◆ 短い課題 1 ◆
Durock Black Lotusのレビュー記事で、仕様の後に「以下3パターンあります。」として挙げられているパターンをすべて書き出す。

◆ 掲載文 ◆
▬▬▬▬▬▬
単価100円クラスの高級な軸ってどんなもんなんだろう?
これまで単価40円未満のリーズナブルな軸ばかり使ってきたのですが、↑の疑問が湧いたので、Durock Black Lotusを購入してみました。
選んだ理由は2つ。
- 「スイッチの底打ち時でも静かなため、サイレントスイッチかと勘違いしたほど」というコメントが気になったから
- 自作キーボード界隈でやたら人気だったから(Twitterでの観測範囲内)
実際に静かなのか?音はどうなのか??単価がこれまで使ってきた軸の倍以上だけどなにが違うのか???
レビューしてみたいと思います。
Durock Black Lotusの仕様
- リニアスイッチ
- ハウジング:PCとUPEの混合(トップ) / ナイロン(ボトム)
- ステム:POM(long pole)
- 5ピン
- 総トラベル:4 mm
- 作動トラベル:2 mm
- 作動フォース:55 gf
- ボトムアウトフォース:63.5 gf
- スプリング:日本製のステンレス鋼を用いた金メッキスプリング
以下3パターンあります。
- 押下圧63.5gのLubed
- 押下圧63.5gのUnlubed
- 押下圧80g(スペースバー用)
Durock Black Lotusレビュー
それではレビューしていきます。
今回は押下圧63.5gのLubedを選びました。
デザイン:紫はいいですよね
軸本体。パッと見て特筆すべき点は見当たりません。
が、Durock最新の金型を使っているそうなので、素人目にはわからない違いがあるのだと思います。
LEDの光を拡散させて柔らかくするパーツは、底面から押し出すことで取り外し可能です。
LEDのギラギラ感をキープしたい場合は外して使うと良いでしょう。
▬▬▬▬▬▬
(ポイント形式の注釈データ)

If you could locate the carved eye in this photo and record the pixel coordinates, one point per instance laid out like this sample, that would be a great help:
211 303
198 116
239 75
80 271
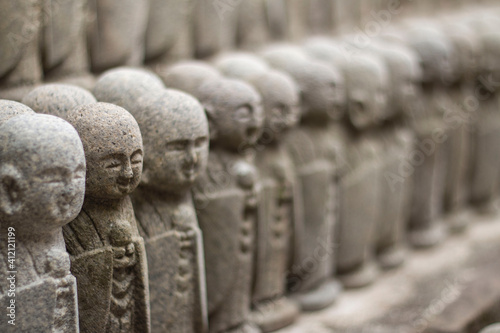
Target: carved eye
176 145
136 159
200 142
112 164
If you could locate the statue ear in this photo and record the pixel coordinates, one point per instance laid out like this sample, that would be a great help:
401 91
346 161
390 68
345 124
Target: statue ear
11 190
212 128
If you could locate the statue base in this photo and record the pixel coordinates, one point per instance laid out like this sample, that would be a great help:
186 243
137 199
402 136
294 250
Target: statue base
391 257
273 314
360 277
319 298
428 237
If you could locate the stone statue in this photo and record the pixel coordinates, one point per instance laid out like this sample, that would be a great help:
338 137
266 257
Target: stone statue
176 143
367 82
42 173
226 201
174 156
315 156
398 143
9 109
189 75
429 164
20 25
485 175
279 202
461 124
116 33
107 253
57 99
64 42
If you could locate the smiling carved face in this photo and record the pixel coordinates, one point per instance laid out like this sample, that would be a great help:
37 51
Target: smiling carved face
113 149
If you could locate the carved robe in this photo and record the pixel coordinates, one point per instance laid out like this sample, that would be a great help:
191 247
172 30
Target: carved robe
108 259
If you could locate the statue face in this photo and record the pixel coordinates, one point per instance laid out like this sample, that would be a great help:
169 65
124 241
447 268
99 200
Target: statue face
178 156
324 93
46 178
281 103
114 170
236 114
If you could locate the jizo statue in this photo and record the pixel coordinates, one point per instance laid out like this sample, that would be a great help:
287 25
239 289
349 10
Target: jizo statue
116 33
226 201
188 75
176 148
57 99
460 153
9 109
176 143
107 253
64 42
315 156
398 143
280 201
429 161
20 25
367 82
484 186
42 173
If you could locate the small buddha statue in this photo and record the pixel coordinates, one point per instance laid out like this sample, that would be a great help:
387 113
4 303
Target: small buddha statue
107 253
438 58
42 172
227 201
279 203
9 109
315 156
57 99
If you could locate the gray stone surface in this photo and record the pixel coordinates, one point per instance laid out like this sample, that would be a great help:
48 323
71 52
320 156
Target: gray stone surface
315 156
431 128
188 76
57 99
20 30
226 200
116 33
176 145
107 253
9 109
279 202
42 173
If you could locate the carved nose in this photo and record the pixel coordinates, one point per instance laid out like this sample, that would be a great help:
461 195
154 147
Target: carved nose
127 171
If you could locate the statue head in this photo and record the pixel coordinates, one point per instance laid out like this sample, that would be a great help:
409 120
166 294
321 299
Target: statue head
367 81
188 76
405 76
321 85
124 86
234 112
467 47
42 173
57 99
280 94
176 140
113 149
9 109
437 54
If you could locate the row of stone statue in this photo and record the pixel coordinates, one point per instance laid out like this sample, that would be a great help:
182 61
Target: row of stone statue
▬▬▬▬▬▬
◆ 短い課題 2 ◆
「surface」という文字列を含む行がいくつあるか数えてください。答えは数字のみとする。

◆ 課題の答え 1 ◆
- 押下圧63.5gのLubed
- 押下圧63.5gのUnlubed
- 押下圧80g(スペースバー用)

◆ 課題の答え 2 ◆
2